===== Exercise inputs =====

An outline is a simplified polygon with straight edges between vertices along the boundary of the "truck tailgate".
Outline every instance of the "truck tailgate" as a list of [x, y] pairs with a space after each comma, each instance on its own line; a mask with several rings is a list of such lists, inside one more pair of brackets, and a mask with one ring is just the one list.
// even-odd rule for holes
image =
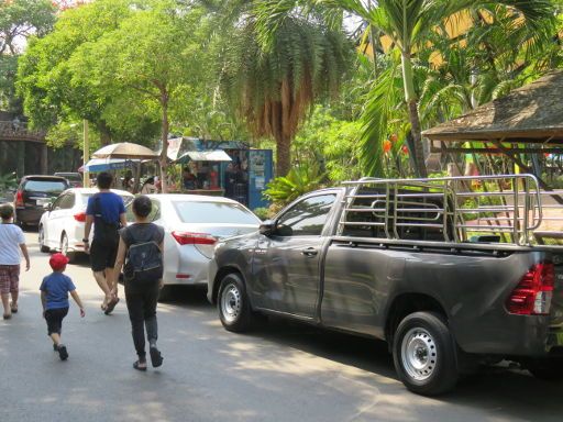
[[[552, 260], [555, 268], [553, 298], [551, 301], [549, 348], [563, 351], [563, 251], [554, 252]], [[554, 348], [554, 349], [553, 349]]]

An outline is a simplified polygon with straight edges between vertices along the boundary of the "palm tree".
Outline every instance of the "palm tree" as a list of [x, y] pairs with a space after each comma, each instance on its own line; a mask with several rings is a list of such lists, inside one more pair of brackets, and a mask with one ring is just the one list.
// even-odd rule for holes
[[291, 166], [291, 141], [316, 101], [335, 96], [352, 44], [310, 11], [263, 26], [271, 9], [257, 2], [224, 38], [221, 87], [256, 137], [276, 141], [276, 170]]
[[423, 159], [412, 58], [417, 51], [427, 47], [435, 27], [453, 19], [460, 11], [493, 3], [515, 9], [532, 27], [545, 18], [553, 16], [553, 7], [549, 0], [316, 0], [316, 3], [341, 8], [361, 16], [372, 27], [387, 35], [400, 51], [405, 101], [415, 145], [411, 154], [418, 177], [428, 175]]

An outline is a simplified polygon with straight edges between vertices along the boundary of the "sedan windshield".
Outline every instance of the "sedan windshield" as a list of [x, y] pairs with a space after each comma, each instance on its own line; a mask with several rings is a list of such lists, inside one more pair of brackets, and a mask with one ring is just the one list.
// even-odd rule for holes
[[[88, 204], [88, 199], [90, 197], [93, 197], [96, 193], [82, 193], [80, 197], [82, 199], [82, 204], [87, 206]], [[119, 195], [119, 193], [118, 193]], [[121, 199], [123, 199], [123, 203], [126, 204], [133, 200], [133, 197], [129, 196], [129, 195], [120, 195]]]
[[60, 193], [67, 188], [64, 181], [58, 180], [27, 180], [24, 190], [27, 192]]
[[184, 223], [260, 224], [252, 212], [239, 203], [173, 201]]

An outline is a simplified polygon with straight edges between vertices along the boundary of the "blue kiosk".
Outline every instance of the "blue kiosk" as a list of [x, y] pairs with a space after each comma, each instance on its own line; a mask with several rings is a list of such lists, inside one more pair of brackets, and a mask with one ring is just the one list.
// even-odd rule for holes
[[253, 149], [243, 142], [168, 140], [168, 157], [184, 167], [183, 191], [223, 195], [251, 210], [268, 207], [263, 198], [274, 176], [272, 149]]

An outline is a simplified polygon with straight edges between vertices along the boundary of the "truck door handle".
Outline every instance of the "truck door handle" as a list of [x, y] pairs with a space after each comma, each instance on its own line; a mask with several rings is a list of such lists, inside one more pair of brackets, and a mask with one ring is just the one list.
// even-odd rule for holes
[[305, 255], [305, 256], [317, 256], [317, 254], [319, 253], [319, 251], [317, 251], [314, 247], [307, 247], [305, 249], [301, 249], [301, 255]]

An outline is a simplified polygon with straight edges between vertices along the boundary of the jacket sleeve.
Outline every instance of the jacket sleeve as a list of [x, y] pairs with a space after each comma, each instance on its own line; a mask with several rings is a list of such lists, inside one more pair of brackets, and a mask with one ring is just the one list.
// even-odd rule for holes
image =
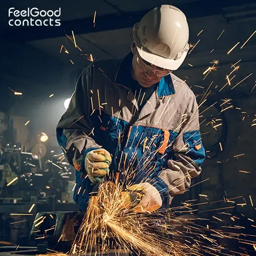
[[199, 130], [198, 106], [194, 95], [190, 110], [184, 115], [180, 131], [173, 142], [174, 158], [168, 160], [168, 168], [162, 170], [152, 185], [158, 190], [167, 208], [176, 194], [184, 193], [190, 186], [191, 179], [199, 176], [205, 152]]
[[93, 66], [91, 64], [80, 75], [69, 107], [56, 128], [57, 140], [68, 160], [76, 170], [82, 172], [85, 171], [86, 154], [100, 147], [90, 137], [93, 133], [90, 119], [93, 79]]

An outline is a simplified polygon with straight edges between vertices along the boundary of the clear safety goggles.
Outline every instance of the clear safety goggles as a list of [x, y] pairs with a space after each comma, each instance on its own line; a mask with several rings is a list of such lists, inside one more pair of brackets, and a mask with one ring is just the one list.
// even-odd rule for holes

=====

» **Direction**: Copy verbatim every line of the records from the one containing "clear safety goggles." through the end of the records.

» **Answer in full**:
An outline is a simplified polygon with straight edges between vertices along the boundary of the clear safety goggles.
Outline every instance of the clear safety goggles as a list of [x, y] pairs with a space after each comma, each instance on its own line; a mask with several rings is a list of such lists, inside one more pair of brackets, and a mask with one ring is just the one list.
// even-odd rule for holes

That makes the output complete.